• Description of the task
Find all lines in the listing that include the word "Please", then copy them.
━━━
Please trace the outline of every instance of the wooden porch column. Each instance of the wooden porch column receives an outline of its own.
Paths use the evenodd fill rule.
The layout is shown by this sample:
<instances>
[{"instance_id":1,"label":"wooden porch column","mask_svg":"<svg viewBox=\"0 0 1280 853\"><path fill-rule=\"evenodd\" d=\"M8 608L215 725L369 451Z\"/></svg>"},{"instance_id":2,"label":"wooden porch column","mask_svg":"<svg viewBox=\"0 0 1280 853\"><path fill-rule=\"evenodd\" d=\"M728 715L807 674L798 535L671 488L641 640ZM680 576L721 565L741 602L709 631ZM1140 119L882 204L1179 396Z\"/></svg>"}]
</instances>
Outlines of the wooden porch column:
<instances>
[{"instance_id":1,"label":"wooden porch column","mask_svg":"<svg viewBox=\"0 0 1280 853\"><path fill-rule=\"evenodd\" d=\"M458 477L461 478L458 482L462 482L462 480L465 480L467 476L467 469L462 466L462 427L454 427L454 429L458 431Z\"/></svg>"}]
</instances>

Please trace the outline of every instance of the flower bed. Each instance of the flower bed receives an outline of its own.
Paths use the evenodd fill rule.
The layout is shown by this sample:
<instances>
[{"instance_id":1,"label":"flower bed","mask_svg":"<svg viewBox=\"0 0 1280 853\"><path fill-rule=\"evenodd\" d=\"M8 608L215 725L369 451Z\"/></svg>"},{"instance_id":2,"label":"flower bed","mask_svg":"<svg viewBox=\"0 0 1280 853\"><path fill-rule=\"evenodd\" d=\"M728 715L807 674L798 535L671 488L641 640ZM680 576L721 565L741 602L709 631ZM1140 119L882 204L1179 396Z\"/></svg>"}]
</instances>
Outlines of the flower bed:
━━━
• Problem solution
Please trace the outline of every instance of the wooden porch column. Each instance of the wooden porch column receives an outline of its own.
Please trace the outline of every instance of the flower bed. Each instance of the flower bed receives an outline of its own.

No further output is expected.